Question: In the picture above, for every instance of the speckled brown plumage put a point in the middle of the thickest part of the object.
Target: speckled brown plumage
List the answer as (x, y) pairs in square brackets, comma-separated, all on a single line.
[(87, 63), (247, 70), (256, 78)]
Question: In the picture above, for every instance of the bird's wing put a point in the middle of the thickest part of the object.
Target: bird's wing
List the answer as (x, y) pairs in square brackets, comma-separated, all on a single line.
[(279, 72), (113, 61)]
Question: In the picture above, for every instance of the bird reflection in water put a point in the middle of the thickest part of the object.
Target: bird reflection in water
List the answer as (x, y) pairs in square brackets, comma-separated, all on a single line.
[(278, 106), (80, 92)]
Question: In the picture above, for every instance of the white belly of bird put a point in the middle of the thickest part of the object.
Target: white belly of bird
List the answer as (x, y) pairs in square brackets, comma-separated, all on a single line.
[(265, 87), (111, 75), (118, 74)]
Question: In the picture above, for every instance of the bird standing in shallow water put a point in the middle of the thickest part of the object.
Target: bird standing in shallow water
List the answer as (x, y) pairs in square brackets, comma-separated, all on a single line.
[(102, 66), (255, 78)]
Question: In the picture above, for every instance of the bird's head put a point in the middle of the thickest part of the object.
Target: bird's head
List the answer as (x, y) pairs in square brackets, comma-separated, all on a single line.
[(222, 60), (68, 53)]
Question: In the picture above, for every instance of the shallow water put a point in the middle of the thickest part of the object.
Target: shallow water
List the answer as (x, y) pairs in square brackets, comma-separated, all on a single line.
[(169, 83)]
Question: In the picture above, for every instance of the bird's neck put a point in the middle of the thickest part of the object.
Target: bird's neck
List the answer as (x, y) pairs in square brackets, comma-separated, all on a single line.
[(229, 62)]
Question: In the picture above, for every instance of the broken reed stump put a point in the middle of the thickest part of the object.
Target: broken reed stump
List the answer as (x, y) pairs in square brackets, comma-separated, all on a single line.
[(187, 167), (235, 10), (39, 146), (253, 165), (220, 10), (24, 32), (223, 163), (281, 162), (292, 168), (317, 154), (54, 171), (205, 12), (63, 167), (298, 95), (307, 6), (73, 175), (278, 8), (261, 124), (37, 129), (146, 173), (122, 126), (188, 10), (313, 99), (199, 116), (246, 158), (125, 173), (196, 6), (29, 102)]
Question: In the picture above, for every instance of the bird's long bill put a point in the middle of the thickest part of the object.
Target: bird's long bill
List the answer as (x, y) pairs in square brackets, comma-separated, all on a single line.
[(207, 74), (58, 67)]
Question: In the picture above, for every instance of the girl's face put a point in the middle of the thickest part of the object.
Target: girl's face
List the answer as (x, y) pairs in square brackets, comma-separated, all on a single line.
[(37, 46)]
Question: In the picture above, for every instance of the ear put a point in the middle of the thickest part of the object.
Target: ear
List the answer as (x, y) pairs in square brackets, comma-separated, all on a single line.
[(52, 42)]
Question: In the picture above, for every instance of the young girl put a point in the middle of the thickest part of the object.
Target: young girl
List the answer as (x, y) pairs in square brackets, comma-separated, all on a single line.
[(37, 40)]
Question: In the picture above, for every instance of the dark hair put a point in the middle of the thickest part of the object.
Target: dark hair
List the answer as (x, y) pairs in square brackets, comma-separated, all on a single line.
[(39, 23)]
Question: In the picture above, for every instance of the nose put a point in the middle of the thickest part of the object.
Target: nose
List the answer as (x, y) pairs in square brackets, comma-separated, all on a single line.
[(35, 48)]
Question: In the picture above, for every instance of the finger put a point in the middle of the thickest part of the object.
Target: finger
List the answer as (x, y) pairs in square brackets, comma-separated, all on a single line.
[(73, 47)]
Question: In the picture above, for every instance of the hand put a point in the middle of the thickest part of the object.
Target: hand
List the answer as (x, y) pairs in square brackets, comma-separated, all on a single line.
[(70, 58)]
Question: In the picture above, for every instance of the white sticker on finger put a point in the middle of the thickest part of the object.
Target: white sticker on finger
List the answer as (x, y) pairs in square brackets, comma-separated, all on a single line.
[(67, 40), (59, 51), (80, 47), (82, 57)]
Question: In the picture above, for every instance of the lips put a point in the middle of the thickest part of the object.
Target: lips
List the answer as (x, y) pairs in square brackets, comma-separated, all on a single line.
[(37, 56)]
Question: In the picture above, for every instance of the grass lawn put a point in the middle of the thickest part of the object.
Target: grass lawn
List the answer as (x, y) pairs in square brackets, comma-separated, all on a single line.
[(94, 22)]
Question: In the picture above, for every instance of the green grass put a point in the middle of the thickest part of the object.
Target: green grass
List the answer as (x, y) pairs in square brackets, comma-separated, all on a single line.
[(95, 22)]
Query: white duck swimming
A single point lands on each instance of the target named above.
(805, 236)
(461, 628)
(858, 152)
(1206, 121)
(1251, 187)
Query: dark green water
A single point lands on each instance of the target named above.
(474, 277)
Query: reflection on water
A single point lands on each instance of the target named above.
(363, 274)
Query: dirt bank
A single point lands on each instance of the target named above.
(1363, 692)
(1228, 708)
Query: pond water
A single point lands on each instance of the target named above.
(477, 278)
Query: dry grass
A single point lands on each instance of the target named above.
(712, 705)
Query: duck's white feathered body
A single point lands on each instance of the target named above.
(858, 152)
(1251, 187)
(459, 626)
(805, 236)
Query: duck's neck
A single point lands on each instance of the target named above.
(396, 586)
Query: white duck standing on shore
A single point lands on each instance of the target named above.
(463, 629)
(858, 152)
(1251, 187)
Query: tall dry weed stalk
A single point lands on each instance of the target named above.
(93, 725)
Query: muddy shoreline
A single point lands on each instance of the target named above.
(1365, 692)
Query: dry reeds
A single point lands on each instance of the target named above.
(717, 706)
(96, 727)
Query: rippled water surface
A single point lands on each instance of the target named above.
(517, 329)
────────────────────
— Your goal —
The entries above, copied exactly, form the whole answer.

— Your response —
Question: In the picture above, for every instance of the speckled brown plumage put a point in the middle of the thickest part of the object.
Target: speckled brown plumage
List the answer as (x, y) pairs in square brackets, comma-separated, all on a single line.
[(87, 63), (247, 70), (256, 78)]
Question: In the picture above, for every instance of the bird's wing put a point in the middle of the thickest part of the object.
Target: bird's wing
List the answer as (x, y) pairs in square brackets, comma-separated, all on a single line.
[(279, 72), (113, 61)]
Question: In the picture above, for every instance of the bird reflection in water put a point in the middle of the thickest part of the object.
Target: bird reflection in water
List the answer as (x, y) pairs in square brackets, comma-separated, all on a single line.
[(278, 106), (80, 92)]
Question: In the picture above, for every instance of the white belly of bird put a point in the middle of the thickest part of the object.
Target: white belly of bird
List the answer as (x, y) pairs in square brackets, comma-separated, all on a single line.
[(265, 87), (111, 75), (118, 74)]
Question: In the picture above, for every instance of the bird standing in shallow water put a point in the middle of the thickest part of the object.
Target: bird standing in shallow water
List the answer as (x, y) pairs in square brackets, comma-separated, all on a single line.
[(102, 66), (255, 78)]
Question: In the picture above, for every instance of the bird's head put a point in the middle of the thickest part of the object.
Target: bird's head
List the answer as (x, y) pairs in square brackets, comma-separated, all on a single line.
[(222, 60), (68, 53)]
Question: In the picture above, for every instance of the shallow water put a point in the middle of the thickest part of the object.
Target: shallow water
List the answer as (x, y) pairs in square brackets, comma-separated, all on a single line.
[(169, 83)]
Question: In the picture above, for every instance of the bird's neck put a point in the middle of the thickest part of the object.
Target: bird's neck
List the answer as (x, y) pairs in square brackets, comma-separated, all on a single line.
[(229, 62)]
Question: In the picture above, for every instance of the broken reed stump put a point in the middle of the thickest part of the object.
Target: broken reed stump
List the answer as (x, y) pairs in square brackets, comma-separated, all on a single line.
[(187, 167), (235, 10), (39, 146), (253, 165), (220, 10), (24, 32), (223, 163), (281, 162), (292, 168), (317, 154), (54, 171), (205, 12), (63, 167), (298, 95), (307, 6), (73, 175), (278, 8), (261, 124), (37, 129), (146, 173), (122, 126), (188, 10), (313, 99), (199, 116), (246, 158), (125, 173), (196, 6), (29, 102)]
Question: In the picture above, for every instance of the bird's long bill put a point in the middle of the thickest part of the object.
Target: bird's long bill
List the answer as (x, y) pairs in square brackets, comma-separated, all on a single line.
[(207, 74), (58, 67)]
Question: In the picture above, for every instance of the girl's face put a point in the middle of the thickest part of the object.
Target: girl's face
List the answer as (x, y) pairs in square brackets, comma-separated, all on a single line.
[(37, 46)]
Question: In the picture above, for every instance of the ear put a point in the middle of the thickest part of the object.
Target: ear
List the answer as (x, y) pairs in square brackets, comma-separated, all on a single line.
[(52, 42)]
Question: In the picture above, for every instance of the young girl put a point in the middle of the thickest part of the object.
Target: young girl
List the answer as (x, y) pairs in square brackets, comma-separated, all on a single line.
[(37, 40)]
Question: In the picture above, for every instance of the dark hair put a point in the middle of the thickest part of the object.
Target: dark hair
List the answer as (x, y) pairs in square brackets, comma-separated, all on a single line.
[(39, 23)]
Question: In the picture above, for every instance of the nose put a point in the middle of the thickest part of the object.
Target: nose
List the answer as (x, y) pairs in square brackets, comma-separated, all on a single line.
[(35, 48)]
Question: In the picture above, for every instance of the finger put a point in the middle of the thickest part of the object.
Target: finger
List the answer as (x, y) pairs in square brackets, comma-separated, all on a single line.
[(73, 47)]
Question: In the picture above, for every instance of the hand put a point in the middle of the thickest part of the object.
Target: hand
List the answer as (x, y) pairs in square brackets, comma-separated, all on a single line.
[(70, 58)]
Question: In the picture above, for every instance of the white sticker on finger put a point in the middle of the thickest part of the object.
Target: white sticker on finger
List the answer as (x, y) pairs in square brackets, comma-separated, all on a single line.
[(67, 40), (59, 51), (80, 47), (82, 57)]
Question: In the picture above, for every instance of the lips put a point in the middle of the thickest part of the object.
Target: lips
List the answer as (x, y) pairs in square brackets, comma-separated, all on a single line.
[(37, 56)]
Question: In the picture above, for every instance of the grass lawn put a point in the middle of the thickest part of the object.
Target: grass lawn
List the answer as (x, y) pairs in square brackets, comma-separated, all on a single line.
[(94, 22)]
Question: In the picture above, for every instance of the green grass put a point in the middle of the thickest part of the object.
Target: green grass
List the answer as (x, y) pairs in square brackets, comma-separated, all on a single line.
[(95, 22)]
Query: white duck swimming
A single point lands on each instance of the target named above.
(805, 236)
(461, 628)
(858, 152)
(1206, 121)
(1251, 187)
Query: dark green water
A single point lands on each instance of the target named above.
(474, 277)
Query: reflection on water
A single point lands on each instance of the target named above.
(363, 274)
Query: dirt bank
A single point lands on each instance of the target named above.
(1363, 692)
(1228, 708)
Query: pond water
A single point lands on each instance of the target named above.
(477, 278)
Query: dry grass
A single point lands on each instance of the target named above.
(712, 705)
Query: duck's white feathered body
A single point lands on each instance of the target named above.
(858, 152)
(1251, 187)
(459, 626)
(805, 236)
Query: duck's neck
A single point lands on each instance of the target named above.
(396, 586)
Query: white duck standing on shore
A single point lands on each instance of the target named above.
(463, 629)
(858, 152)
(1251, 187)
Query: tall dry weed stalk
A single point lands on each instance of the target named above.
(93, 725)
Query: muddy shoreline
A single point lands on each instance of the target named above.
(1365, 692)
Query: dry reeds
A single point lands on each instance of the target named above.
(717, 706)
(96, 727)
Query: rippled water surface
A single point lands on each instance of the target named above.
(517, 329)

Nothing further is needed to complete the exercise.